[Material for the task]

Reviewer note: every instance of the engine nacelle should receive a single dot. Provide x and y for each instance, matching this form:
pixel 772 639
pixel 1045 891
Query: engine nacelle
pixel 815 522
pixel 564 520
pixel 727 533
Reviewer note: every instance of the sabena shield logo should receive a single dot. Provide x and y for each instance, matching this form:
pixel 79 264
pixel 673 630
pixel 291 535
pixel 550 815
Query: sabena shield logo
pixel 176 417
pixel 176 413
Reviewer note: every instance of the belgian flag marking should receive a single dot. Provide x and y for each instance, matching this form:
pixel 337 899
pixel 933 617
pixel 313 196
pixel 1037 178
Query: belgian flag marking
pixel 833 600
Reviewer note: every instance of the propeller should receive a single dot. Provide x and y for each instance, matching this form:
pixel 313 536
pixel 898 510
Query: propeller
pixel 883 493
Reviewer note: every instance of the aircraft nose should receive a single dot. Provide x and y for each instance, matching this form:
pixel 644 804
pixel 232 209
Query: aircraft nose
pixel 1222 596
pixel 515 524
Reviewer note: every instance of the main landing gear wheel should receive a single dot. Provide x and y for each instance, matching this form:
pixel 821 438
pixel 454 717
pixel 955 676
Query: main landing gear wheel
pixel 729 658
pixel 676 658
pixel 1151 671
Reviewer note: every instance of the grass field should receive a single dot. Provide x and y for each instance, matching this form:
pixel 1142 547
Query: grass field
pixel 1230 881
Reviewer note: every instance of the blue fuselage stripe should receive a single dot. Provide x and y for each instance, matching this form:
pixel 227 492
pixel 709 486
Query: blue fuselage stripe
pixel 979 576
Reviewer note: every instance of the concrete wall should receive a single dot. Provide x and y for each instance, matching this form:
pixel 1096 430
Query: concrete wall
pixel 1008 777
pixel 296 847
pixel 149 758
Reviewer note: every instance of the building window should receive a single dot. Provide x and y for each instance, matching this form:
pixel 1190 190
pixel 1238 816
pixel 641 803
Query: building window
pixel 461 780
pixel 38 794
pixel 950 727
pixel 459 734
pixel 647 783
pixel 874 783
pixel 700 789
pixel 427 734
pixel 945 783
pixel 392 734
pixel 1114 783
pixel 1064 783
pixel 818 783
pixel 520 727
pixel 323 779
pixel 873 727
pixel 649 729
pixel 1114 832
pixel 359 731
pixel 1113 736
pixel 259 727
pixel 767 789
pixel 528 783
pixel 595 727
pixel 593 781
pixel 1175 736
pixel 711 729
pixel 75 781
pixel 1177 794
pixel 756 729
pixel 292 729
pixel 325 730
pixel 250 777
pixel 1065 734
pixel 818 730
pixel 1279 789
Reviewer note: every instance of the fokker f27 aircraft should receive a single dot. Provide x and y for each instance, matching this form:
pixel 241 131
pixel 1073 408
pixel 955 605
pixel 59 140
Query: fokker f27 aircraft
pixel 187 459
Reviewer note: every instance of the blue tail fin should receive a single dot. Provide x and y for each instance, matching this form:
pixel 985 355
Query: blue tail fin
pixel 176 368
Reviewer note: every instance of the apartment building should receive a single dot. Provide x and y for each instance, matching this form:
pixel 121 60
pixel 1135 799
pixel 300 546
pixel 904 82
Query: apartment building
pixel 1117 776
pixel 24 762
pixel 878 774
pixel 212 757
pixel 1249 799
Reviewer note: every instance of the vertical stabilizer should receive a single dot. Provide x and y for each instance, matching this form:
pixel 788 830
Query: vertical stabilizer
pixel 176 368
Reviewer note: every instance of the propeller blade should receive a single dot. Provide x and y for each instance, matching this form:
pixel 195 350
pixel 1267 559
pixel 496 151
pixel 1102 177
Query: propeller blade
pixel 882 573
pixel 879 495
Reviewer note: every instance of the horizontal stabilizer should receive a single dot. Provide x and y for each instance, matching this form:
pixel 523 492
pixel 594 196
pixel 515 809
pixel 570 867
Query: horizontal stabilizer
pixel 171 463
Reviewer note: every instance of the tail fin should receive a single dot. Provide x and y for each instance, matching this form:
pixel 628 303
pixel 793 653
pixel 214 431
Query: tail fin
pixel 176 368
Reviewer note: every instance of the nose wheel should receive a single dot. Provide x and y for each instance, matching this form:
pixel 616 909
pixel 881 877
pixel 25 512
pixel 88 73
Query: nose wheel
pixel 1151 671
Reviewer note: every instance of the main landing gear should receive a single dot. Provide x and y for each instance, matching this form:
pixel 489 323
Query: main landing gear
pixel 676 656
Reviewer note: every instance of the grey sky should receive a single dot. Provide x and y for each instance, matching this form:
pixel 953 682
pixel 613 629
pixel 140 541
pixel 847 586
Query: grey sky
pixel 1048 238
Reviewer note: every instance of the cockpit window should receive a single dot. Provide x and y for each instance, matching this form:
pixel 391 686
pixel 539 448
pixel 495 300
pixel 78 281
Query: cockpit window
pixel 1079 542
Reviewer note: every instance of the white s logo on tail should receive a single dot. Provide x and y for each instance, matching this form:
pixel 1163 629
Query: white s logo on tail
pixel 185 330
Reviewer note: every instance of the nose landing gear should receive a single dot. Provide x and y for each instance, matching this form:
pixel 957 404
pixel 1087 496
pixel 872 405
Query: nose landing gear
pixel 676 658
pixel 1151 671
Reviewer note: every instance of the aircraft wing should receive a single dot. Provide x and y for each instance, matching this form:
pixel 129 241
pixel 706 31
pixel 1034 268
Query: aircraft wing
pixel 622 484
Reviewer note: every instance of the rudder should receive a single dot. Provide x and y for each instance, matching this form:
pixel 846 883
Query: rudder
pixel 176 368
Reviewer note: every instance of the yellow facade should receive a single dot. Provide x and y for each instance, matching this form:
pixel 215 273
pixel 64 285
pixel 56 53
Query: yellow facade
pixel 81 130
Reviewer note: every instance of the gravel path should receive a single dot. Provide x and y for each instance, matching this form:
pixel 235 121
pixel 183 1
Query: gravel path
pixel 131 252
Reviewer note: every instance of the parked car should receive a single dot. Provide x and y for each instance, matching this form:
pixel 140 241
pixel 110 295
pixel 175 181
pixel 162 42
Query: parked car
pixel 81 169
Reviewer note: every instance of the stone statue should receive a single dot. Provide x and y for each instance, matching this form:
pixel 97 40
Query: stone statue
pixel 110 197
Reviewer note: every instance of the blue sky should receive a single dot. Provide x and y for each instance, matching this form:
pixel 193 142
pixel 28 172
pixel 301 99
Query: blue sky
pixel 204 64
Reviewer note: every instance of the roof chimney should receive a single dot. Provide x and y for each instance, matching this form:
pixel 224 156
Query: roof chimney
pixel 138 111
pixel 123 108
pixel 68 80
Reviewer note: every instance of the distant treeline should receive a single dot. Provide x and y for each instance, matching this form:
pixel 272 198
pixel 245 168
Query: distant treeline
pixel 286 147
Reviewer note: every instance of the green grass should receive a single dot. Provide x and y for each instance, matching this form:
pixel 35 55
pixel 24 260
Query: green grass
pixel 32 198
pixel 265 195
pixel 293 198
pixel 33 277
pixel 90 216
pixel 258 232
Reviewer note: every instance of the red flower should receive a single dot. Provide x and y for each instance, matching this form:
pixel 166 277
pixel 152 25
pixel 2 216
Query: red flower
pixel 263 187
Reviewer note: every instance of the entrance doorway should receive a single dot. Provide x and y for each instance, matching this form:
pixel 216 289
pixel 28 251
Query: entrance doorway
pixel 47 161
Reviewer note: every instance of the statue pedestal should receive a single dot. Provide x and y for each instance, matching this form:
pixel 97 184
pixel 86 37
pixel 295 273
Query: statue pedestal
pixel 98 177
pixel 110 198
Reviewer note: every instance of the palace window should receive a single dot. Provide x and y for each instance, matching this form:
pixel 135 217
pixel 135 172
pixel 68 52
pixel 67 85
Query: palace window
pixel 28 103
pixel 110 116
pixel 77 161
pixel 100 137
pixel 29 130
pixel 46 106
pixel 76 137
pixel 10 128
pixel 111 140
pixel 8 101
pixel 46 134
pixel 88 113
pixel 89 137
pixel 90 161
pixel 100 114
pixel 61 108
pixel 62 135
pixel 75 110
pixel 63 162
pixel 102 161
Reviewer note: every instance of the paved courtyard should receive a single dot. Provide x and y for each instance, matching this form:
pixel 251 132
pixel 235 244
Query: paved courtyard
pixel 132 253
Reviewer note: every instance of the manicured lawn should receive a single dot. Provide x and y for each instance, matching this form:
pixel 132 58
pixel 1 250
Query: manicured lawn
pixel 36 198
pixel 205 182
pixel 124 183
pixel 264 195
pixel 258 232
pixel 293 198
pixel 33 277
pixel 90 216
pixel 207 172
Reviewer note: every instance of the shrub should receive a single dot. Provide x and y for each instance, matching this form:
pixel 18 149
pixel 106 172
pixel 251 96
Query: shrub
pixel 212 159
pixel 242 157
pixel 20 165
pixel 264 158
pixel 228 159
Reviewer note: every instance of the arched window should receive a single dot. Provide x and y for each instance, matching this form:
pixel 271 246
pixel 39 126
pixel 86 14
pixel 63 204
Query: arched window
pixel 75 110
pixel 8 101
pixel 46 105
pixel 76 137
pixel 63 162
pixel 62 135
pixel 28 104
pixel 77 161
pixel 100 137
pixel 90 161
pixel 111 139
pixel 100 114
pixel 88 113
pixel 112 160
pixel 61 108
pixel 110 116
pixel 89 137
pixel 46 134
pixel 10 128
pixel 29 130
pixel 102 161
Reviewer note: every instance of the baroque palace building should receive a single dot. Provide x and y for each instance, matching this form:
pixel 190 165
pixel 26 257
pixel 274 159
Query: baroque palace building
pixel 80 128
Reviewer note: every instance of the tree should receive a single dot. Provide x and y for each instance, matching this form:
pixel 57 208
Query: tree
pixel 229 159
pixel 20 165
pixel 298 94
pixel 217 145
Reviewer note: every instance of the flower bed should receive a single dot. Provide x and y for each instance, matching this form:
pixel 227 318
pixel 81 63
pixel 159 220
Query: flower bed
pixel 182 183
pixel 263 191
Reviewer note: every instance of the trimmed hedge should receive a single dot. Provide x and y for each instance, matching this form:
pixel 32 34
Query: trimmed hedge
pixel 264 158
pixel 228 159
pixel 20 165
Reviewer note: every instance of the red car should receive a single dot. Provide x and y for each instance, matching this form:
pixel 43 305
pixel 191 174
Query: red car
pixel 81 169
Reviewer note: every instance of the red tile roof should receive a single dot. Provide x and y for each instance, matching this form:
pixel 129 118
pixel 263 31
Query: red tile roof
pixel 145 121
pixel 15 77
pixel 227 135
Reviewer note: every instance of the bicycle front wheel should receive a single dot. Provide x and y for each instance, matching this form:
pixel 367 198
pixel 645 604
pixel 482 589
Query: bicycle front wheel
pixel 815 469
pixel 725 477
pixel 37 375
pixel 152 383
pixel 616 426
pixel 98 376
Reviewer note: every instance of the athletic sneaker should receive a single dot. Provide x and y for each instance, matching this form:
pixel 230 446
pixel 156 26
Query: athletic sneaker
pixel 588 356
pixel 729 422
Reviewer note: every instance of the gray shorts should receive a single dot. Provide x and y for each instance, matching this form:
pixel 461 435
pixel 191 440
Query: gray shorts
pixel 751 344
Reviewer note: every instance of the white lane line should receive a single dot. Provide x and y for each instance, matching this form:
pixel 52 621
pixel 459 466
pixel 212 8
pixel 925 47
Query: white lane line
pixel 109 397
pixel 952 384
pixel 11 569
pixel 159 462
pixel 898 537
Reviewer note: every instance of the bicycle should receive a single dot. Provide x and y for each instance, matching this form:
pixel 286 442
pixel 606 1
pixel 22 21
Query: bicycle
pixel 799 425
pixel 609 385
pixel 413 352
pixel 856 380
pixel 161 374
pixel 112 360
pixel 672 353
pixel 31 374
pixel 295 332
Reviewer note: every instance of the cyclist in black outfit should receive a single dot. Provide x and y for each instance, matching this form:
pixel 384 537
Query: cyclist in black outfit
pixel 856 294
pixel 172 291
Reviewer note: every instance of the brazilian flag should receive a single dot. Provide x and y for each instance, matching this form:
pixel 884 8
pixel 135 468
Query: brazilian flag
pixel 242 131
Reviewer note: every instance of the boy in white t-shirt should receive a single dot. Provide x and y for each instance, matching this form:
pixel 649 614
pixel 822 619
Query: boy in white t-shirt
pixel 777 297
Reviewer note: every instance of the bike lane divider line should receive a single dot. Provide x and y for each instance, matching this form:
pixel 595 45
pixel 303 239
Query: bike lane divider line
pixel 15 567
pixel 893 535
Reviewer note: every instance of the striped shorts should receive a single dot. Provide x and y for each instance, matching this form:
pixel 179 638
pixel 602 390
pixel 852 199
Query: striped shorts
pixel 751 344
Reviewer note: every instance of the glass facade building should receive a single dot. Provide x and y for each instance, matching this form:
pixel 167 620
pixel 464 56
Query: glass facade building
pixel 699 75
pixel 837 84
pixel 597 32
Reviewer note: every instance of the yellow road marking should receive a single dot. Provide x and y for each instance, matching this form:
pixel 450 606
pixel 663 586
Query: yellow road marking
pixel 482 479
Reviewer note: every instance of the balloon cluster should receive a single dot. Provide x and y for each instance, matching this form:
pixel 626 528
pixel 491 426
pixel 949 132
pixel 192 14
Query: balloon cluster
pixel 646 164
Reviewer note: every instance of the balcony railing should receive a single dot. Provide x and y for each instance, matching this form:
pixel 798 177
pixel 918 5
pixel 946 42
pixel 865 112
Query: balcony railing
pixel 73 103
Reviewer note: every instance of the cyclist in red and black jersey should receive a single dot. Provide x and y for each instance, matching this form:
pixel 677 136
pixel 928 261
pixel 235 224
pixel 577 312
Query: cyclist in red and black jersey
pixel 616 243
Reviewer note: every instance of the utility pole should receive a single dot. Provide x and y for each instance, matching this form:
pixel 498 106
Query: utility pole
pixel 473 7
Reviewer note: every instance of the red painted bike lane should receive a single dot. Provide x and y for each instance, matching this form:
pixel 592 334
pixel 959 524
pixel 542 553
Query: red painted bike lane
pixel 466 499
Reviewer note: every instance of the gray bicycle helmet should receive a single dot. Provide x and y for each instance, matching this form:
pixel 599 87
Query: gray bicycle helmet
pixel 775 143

[Task prompt] Word for word, restate the lines of the listing above starting at the line with "Reviewer note: every instance of the propeller should" and ending at the line with "pixel 241 131", and nothing outside them.

[Response box]
Reviewer note: every instance of the propeller should receive a single dot. Provide x and y for each instance, matching this form:
pixel 313 536
pixel 898 510
Query: propeller
pixel 883 493
Reviewer note: every instance of the aircraft nose should receive a single dot. Provide x and y for each instance, matching this form:
pixel 644 804
pixel 232 209
Query: aircraft nose
pixel 1222 596
pixel 515 524
Reviewer note: every instance of the main landing gear wheel should receive a single dot. Provide x and y for each instance, matching this form:
pixel 821 438
pixel 454 717
pixel 955 676
Query: main landing gear wheel
pixel 729 658
pixel 676 658
pixel 1151 671
Reviewer note: every instance of the grass field should receive a single dot. Provide x and y for each instance, matching this form:
pixel 1142 547
Query: grass field
pixel 1230 881
Reviewer note: every instance of the blue fuselage stripe should receive a single dot. Provide x and y for each instance, matching this form:
pixel 227 492
pixel 709 486
Query: blue fuselage stripe
pixel 979 576
Reviewer note: every instance of the concrete wall should receive a single dot. Provide x and y for each instance, matching this form:
pixel 1096 430
Query: concrete wall
pixel 1008 777
pixel 296 847
pixel 149 758
Reviewer note: every instance of the building window should receive a single dot. Provide x and y for each instance, matching this form:
pixel 1190 190
pixel 1238 816
pixel 641 803
Query: building window
pixel 461 780
pixel 38 794
pixel 950 727
pixel 459 734
pixel 647 783
pixel 874 783
pixel 700 789
pixel 427 734
pixel 945 783
pixel 392 734
pixel 1114 783
pixel 1064 783
pixel 818 783
pixel 520 727
pixel 323 779
pixel 873 727
pixel 649 729
pixel 1114 832
pixel 359 731
pixel 1113 736
pixel 259 727
pixel 767 789
pixel 528 783
pixel 595 727
pixel 593 781
pixel 1175 736
pixel 711 729
pixel 75 781
pixel 1177 794
pixel 756 729
pixel 292 729
pixel 325 730
pixel 250 777
pixel 1065 734
pixel 818 730
pixel 1279 789
Reviewer note: every instance of the fokker f27 aircraft should receive a single dot. Provide x and y for each instance, matching this form:
pixel 241 131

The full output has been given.